Given problem —
How many lines in the source data below contain the word "hitch"? Reply with only the number.

(Source data)
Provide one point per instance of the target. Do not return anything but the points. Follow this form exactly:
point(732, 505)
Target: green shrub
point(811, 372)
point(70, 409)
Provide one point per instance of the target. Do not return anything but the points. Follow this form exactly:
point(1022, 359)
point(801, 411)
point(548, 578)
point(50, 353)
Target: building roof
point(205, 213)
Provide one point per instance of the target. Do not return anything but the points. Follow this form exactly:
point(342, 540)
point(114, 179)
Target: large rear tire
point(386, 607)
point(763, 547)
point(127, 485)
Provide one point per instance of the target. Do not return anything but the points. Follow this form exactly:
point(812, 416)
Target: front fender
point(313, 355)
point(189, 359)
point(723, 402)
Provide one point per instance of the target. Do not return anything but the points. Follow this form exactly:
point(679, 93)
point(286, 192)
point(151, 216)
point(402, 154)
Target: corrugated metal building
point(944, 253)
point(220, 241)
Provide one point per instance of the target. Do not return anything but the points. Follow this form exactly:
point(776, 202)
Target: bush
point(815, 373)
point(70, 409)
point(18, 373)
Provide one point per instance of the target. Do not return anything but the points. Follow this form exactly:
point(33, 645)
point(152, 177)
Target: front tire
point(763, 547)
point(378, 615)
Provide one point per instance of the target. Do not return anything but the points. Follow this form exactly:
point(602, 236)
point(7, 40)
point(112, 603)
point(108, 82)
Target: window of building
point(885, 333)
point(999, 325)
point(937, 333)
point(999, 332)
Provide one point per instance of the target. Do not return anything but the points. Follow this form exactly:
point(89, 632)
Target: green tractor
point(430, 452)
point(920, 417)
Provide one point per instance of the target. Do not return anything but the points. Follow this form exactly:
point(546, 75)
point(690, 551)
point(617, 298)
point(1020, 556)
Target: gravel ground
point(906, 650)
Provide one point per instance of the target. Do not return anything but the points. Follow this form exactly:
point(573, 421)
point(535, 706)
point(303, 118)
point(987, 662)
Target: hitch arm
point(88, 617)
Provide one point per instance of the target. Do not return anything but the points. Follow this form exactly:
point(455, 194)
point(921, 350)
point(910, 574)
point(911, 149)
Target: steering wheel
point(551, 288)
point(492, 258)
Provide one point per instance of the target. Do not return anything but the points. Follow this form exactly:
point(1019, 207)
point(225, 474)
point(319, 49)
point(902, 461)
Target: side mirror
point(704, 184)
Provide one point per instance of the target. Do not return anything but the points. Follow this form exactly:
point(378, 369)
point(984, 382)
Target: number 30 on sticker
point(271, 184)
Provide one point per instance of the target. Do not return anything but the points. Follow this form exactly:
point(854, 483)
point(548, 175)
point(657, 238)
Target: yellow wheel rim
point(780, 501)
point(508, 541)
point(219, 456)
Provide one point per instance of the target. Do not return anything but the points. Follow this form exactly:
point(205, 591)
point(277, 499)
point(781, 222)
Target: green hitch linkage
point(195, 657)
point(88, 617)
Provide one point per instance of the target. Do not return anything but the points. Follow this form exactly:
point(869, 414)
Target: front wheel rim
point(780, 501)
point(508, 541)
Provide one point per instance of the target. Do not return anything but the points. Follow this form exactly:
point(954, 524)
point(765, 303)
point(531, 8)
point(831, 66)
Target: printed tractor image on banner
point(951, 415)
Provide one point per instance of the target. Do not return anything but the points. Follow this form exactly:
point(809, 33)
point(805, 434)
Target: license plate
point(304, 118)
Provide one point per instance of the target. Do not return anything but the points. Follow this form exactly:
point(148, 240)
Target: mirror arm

Solution for this task —
2